* [Data section]:
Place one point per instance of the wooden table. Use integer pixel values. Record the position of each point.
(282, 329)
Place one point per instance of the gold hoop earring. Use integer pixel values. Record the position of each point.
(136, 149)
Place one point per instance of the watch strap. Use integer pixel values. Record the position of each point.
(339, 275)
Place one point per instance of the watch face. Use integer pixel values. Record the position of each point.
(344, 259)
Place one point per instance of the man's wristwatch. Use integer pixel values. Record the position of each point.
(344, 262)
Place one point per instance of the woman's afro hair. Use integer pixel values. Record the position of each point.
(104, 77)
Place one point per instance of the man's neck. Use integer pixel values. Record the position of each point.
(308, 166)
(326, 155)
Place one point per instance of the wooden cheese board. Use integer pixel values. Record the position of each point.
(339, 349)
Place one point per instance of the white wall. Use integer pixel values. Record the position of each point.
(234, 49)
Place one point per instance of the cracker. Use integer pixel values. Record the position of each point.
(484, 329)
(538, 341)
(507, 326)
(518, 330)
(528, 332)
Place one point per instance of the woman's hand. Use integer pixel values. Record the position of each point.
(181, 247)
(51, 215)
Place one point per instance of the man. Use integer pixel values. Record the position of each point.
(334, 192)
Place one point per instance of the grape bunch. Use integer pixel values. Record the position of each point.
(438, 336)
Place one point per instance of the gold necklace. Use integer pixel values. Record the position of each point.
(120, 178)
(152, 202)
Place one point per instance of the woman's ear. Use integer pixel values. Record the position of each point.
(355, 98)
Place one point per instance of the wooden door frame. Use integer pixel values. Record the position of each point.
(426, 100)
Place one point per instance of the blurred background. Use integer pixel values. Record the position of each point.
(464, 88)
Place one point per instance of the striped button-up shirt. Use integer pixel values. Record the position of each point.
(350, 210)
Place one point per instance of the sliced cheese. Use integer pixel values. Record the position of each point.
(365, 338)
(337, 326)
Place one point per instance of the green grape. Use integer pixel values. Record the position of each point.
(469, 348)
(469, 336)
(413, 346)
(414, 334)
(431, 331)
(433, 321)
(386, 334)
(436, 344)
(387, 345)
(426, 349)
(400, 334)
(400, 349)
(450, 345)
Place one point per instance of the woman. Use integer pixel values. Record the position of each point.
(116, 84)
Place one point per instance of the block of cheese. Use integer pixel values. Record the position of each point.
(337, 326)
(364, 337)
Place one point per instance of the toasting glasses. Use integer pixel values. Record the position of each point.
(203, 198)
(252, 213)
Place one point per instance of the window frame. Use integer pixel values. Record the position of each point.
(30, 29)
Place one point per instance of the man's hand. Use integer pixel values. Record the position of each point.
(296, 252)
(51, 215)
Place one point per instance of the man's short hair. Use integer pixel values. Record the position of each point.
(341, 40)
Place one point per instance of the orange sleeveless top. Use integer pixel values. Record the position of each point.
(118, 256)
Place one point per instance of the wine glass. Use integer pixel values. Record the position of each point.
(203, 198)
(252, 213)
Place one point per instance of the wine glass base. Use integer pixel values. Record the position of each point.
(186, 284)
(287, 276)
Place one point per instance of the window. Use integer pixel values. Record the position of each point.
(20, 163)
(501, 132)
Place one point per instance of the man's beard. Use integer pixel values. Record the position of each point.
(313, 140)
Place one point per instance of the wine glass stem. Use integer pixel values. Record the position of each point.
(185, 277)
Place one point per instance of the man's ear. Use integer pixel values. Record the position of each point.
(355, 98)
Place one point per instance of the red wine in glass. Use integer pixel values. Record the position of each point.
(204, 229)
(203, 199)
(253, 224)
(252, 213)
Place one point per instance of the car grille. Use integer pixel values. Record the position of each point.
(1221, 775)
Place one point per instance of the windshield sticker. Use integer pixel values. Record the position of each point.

* [What this task involves]: Put every line of the entries above into a Markdown table with two columns, Row and Entry Line, leaving out blank lines.

* [Response for this exercise]:
| Row | Entry Line |
|---|---|
| 1 | Place one point per instance of the wooden table. Use integer pixel values. Record the position of each point. |
| 2 | (282, 329) |
| 3 | Place one point per instance of the gold hoop earring. Use integer pixel values. Record the position of each point. |
| 4 | (136, 149) |
| 5 | Place one point per instance of the watch strap. Use integer pixel values. Record the position of each point. |
| 6 | (339, 275) |
| 7 | Place one point per instance of the watch face. Use integer pixel values. Record the position of each point. |
| 8 | (344, 259) |
| 9 | Place one point per instance of the man's wristwatch. Use integer pixel values. Record the position of each point. |
| 10 | (344, 262) |
| 11 | Place one point per instance of the woman's afro hair. Use integer pixel values. Record the position of each point. |
| 12 | (104, 77) |
| 13 | Place one point per instance of the man's neck. Use integer pixel values. Record the position of each point. |
| 14 | (308, 166) |
| 15 | (326, 155) |
| 16 | Place one point per instance of the wooden cheese board. Use integer pixel values. Record the position of each point. |
| 17 | (339, 349) |
| 18 | Place one point per instance of the white wall. Use integer pixel values. Record the position of each point. |
| 19 | (234, 49) |
| 20 | Place one point per instance of the cracker. Use integer pixel values. Record the position of each point. |
| 21 | (484, 329) |
| 22 | (538, 341) |
| 23 | (507, 326) |
| 24 | (518, 330) |
| 25 | (528, 332) |
| 26 | Place one point per instance of the woman's hand. Use integer pixel values. Record the position of each point. |
| 27 | (181, 247) |
| 28 | (51, 215) |
| 29 | Place one point per instance of the man. Use integer pixel values. Record the position of each point. |
| 30 | (334, 192) |
| 31 | Place one point per instance of the grape bunch. Use integer pixel values. Record the position of each point. |
| 32 | (438, 336) |
| 33 | Place one point per instance of the gold necklace. Use integer pixel values. Record the position of each point. |
| 34 | (120, 178) |
| 35 | (152, 202) |
| 36 | Place one point per instance of the woman's ear. Use integer pixel values. Record the position of each point. |
| 37 | (355, 98) |
| 38 | Place one point per instance of the wooden door frame. Use integer pixel values. Record the position of each point. |
| 39 | (426, 100) |
| 40 | Place one point per instance of the blurred background. Use integer pixel values. Record the position of each point. |
| 41 | (464, 88) |
| 42 | Place one point per instance of the striped button-up shirt. Use integer pixel values. Record the position of each point. |
| 43 | (350, 210) |
| 44 | Place one point per instance of the sliced cheese. Use integer pixel values. Record the position of each point. |
| 45 | (365, 338) |
| 46 | (337, 326) |
| 47 | Place one point per instance of the green grape. Use integer pixel values. Record the position of each point. |
| 48 | (469, 348) |
| 49 | (469, 336) |
| 50 | (413, 346) |
| 51 | (414, 334) |
| 52 | (431, 331) |
| 53 | (433, 321) |
| 54 | (386, 334) |
| 55 | (436, 344) |
| 56 | (387, 345) |
| 57 | (426, 349) |
| 58 | (400, 334) |
| 59 | (400, 349) |
| 60 | (450, 345) |
| 61 | Place one point per instance of the woman. Use integer pixel values. Record the position of each point. |
| 62 | (116, 84) |
| 63 | Place one point per instance of the block of cheese. Use integer pixel values. Record the position of each point. |
| 64 | (337, 326) |
| 65 | (364, 337) |
| 66 | Place one point per instance of the toasting glasses. Use integer pixel values. Record the position of each point. |
| 67 | (203, 198) |
| 68 | (252, 213) |
| 69 | Place one point per instance of the window frame. Use integer pixel values. Record the position of each point. |
| 70 | (30, 29) |
| 71 | Place one point per instance of the man's hand. Use integer pixel values. Record the position of each point. |
| 72 | (296, 252) |
| 73 | (51, 215) |
| 74 | Place one point per instance of the man's short hair. Use integer pixel values. Record the position of each point. |
| 75 | (341, 40) |
| 76 | Place one point per instance of the orange sleeveless top. Use integer pixel values. Record the position of each point. |
| 77 | (118, 256) |
| 78 | Place one point per instance of the wine glass. Use integer pixel values. Record the position of each point. |
| 79 | (203, 198) |
| 80 | (252, 213) |
| 81 | Place one point per instance of the wine glass base. Use integer pixel values. Record the position of each point. |
| 82 | (186, 284) |
| 83 | (287, 276) |
| 84 | Place one point per instance of the window. Use integer pixel values. Record the position of each point. |
| 85 | (20, 163) |
| 86 | (501, 132) |
| 87 | Place one point per instance of the man's beard. Use integer pixel values. Record the position of each point. |
| 88 | (313, 140) |
| 89 | Place one point per instance of the wine glass stem. Use integer pixel values. Record the position of each point. |
| 90 | (185, 277) |
| 91 | Place one point per instance of the man's ear. Use integer pixel values. Record the position of each point. |
| 92 | (355, 98) |
| 93 | Place one point per instance of the red wine in glass. Use integer pixel values. Record the position of each point. |
| 94 | (204, 229) |
| 95 | (203, 199) |
| 96 | (253, 224) |
| 97 | (252, 213) |
| 98 | Place one point per instance of the car grille. Use integer pixel values. Record the position of each point. |
| 99 | (1221, 775) |
| 100 | Place one point per instance of the windshield sticker. Use integer pixel values. Record the position of each point. |